[Start of Attachment]

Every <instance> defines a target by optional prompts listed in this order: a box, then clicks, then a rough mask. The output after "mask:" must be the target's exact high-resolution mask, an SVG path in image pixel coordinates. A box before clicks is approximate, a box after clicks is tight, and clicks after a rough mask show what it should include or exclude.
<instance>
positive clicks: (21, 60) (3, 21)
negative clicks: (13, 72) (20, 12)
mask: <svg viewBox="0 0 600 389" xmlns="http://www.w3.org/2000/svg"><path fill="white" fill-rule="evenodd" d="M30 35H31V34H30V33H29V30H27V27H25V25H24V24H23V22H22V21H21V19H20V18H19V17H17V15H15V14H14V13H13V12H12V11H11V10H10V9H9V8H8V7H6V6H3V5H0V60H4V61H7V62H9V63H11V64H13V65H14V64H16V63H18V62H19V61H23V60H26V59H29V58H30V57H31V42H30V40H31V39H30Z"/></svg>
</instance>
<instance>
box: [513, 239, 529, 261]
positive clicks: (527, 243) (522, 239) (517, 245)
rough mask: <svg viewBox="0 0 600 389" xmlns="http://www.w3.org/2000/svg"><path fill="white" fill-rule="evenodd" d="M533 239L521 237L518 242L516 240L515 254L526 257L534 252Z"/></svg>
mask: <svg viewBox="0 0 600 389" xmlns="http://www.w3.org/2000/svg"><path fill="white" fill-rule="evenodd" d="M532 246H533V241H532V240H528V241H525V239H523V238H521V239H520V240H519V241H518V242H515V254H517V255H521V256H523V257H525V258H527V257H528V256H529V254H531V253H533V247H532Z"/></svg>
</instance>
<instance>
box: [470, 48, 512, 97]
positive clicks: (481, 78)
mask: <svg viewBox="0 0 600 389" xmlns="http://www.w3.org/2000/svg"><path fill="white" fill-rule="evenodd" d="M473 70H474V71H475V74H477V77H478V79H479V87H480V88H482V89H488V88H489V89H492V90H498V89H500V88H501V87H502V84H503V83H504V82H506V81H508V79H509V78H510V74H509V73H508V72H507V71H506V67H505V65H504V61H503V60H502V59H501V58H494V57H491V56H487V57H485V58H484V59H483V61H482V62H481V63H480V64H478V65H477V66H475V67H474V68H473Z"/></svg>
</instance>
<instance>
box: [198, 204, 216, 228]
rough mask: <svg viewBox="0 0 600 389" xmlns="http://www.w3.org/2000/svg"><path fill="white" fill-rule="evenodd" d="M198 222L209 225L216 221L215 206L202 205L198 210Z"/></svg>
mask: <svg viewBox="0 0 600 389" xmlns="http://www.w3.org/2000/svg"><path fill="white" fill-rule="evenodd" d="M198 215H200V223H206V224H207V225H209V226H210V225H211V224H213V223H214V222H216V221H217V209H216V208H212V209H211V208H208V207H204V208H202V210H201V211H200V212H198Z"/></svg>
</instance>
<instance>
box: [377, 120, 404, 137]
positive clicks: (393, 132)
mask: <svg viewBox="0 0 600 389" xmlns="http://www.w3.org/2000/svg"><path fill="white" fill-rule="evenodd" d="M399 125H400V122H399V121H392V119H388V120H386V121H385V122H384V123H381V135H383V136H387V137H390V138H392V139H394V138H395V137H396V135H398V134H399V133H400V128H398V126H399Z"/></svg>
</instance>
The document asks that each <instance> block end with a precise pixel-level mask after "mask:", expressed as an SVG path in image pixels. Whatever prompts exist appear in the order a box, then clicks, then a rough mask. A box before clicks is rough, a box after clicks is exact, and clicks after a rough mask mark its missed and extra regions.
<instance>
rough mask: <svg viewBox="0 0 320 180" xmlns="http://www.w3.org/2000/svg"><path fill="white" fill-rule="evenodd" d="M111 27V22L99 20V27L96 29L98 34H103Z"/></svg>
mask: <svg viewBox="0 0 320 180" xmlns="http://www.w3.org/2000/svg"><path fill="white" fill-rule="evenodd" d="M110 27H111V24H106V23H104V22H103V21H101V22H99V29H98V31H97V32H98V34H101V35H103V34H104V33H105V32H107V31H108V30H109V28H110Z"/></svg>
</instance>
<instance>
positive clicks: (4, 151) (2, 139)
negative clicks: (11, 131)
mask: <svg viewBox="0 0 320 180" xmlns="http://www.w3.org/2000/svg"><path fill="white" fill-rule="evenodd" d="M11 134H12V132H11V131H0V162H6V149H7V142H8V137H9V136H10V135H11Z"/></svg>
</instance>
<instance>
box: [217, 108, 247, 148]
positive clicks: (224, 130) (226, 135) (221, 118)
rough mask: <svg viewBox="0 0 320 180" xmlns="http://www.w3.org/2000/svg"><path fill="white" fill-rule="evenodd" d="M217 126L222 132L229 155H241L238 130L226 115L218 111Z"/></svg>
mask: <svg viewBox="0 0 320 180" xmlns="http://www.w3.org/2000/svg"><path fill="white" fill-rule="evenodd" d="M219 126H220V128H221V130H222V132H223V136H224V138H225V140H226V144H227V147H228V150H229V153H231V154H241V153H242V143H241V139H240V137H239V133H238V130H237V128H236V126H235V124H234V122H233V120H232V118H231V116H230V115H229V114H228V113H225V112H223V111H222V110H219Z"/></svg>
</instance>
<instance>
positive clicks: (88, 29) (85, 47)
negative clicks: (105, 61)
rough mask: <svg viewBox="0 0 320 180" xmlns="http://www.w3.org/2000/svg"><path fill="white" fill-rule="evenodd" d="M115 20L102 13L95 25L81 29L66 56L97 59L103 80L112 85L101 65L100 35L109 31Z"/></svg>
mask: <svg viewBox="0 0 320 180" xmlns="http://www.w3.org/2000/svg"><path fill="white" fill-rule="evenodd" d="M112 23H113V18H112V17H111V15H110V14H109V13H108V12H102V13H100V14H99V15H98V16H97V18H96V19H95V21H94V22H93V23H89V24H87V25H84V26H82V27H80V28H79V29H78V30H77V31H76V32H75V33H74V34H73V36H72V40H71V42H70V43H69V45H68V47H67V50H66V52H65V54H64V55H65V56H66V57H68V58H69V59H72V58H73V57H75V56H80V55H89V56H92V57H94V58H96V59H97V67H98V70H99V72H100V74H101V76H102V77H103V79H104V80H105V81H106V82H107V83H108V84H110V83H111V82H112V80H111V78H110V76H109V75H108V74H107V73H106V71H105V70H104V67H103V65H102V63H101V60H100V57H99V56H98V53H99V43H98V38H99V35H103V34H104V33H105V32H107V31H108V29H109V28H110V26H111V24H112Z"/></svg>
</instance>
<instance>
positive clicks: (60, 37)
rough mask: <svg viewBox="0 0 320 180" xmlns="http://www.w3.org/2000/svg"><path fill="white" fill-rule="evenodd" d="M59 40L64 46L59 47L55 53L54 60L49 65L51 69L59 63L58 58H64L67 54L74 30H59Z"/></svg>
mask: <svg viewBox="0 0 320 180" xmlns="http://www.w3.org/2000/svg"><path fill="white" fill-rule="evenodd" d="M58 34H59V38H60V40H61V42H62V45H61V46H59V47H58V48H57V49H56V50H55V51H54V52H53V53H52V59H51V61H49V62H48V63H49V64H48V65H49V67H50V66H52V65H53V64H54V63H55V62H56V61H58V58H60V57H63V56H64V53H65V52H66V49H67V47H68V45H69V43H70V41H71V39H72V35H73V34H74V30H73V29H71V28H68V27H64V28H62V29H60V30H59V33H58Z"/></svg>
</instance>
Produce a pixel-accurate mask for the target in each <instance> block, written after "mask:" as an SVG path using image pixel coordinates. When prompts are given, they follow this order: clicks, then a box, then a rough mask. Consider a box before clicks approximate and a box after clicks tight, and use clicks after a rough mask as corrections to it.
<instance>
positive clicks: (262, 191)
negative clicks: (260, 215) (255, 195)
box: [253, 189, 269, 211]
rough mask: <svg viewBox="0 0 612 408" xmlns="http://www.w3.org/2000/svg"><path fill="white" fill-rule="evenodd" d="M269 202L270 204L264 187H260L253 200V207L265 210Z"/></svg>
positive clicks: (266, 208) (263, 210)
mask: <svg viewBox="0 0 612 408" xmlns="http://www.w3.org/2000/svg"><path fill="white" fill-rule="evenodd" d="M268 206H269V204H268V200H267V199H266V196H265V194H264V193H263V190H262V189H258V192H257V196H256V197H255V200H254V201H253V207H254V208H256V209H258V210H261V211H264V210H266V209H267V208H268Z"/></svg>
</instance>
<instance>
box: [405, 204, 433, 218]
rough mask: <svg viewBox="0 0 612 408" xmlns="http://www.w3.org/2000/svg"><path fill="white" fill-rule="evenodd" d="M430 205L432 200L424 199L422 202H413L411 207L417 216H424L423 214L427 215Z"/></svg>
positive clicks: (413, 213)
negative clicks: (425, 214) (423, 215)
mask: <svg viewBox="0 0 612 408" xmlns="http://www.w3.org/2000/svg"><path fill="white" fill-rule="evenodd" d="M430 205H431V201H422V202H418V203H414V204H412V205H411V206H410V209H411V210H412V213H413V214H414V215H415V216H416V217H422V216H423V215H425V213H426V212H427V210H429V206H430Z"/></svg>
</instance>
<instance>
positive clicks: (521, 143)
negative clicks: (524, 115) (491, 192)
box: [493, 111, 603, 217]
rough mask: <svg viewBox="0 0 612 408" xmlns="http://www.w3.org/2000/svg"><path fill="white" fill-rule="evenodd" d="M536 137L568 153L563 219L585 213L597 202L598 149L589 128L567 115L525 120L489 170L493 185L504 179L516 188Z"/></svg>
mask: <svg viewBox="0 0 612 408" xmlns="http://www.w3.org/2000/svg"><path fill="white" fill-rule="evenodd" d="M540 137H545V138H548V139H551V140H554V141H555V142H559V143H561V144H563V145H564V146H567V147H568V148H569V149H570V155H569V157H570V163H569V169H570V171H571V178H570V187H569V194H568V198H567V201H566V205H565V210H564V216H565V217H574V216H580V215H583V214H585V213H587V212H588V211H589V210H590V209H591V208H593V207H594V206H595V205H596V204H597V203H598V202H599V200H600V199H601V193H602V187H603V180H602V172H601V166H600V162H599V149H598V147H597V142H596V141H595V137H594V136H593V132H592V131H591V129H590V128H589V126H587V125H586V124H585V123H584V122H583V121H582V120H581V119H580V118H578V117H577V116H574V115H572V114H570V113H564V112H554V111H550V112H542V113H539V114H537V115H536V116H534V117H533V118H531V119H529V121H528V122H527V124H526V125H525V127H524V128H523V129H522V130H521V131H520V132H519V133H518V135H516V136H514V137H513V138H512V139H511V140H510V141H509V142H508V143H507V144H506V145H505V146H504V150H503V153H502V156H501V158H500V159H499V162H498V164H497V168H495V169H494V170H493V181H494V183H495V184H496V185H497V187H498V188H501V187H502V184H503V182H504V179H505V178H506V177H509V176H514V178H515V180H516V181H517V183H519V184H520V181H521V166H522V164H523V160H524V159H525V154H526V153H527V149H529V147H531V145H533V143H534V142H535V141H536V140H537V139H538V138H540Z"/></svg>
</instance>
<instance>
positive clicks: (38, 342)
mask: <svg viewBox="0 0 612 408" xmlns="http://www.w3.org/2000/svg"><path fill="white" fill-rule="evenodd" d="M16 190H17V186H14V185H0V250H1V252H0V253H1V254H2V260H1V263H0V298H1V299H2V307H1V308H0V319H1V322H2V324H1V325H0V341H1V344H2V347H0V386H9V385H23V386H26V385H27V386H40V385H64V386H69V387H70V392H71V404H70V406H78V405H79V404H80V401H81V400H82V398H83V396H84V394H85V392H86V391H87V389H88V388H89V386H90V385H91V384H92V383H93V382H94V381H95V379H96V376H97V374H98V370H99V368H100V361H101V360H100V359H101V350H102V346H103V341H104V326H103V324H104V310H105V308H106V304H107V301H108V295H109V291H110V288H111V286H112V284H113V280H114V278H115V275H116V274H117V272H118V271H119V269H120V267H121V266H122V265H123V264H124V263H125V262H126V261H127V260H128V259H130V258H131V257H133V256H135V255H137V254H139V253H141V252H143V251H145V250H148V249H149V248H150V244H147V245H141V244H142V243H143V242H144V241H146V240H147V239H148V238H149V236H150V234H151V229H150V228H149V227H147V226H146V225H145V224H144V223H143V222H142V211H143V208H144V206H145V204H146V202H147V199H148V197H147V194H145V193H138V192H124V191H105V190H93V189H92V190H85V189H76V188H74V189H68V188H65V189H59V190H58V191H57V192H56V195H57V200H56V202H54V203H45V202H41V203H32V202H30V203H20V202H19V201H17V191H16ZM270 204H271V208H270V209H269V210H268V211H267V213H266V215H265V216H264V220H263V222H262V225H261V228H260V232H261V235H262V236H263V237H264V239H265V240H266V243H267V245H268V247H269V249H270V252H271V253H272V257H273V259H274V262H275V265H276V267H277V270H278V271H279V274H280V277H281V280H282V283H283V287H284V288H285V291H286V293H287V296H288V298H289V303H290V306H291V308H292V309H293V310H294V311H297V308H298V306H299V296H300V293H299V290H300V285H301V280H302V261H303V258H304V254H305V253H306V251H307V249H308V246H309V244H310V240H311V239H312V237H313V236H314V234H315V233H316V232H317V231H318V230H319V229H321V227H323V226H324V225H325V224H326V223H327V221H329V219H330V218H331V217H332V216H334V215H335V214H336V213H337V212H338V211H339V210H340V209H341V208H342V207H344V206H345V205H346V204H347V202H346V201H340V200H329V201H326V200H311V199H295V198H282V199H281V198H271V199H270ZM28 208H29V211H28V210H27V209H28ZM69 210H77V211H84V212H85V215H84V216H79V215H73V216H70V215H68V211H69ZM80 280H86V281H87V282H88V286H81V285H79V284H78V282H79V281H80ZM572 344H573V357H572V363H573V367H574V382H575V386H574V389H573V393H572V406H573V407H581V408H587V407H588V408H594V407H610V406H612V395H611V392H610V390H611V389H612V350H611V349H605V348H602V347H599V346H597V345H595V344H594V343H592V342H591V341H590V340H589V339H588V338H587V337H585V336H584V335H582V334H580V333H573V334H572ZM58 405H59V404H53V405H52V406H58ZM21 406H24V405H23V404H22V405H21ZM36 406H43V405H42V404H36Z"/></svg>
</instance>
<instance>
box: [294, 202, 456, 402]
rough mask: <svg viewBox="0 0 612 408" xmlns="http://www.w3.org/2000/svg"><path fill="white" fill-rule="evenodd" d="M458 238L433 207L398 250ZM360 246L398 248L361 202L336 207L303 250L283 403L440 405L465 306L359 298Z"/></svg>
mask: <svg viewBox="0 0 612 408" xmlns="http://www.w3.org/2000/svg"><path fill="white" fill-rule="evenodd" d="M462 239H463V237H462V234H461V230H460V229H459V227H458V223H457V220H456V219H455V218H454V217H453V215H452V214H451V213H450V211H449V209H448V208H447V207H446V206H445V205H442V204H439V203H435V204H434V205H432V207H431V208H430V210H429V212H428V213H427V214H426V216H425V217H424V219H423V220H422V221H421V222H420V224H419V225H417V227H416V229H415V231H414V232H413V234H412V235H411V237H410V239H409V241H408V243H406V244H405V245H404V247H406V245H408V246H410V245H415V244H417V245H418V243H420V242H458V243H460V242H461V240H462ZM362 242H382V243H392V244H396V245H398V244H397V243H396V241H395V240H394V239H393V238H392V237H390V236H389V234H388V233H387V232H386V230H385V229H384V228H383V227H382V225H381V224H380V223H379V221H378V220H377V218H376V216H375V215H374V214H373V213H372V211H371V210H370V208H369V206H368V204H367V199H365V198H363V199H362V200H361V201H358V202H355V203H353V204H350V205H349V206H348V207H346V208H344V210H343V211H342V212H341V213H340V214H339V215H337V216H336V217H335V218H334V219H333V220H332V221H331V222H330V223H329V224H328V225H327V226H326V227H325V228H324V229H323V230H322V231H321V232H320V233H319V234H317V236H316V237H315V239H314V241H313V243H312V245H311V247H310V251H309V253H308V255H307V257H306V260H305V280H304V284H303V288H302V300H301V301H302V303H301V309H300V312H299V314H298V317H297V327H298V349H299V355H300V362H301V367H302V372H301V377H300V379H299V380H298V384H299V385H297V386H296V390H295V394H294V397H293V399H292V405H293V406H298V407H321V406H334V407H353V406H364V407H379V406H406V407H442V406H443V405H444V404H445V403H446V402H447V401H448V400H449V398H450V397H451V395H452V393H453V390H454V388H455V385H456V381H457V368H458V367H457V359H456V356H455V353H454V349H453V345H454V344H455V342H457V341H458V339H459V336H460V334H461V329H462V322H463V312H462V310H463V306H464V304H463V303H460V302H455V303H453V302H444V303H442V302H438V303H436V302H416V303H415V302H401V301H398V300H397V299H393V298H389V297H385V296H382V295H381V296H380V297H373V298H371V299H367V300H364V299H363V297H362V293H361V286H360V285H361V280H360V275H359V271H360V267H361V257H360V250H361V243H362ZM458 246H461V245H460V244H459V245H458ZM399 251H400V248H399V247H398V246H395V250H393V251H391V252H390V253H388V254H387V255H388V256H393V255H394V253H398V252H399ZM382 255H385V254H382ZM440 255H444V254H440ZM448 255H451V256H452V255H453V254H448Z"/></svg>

[End of Attachment]

◆ WHAT YOU WILL DO ◆
Pull out each line of the material above that contains the string "negative". Case counts.

◆ ANSWER SECTION ◆
negative clicks: (13, 72) (20, 12)
negative clicks: (11, 131)
negative clicks: (105, 61)
negative clicks: (260, 215) (255, 195)
negative clicks: (425, 214) (423, 215)
negative clicks: (524, 115) (491, 192)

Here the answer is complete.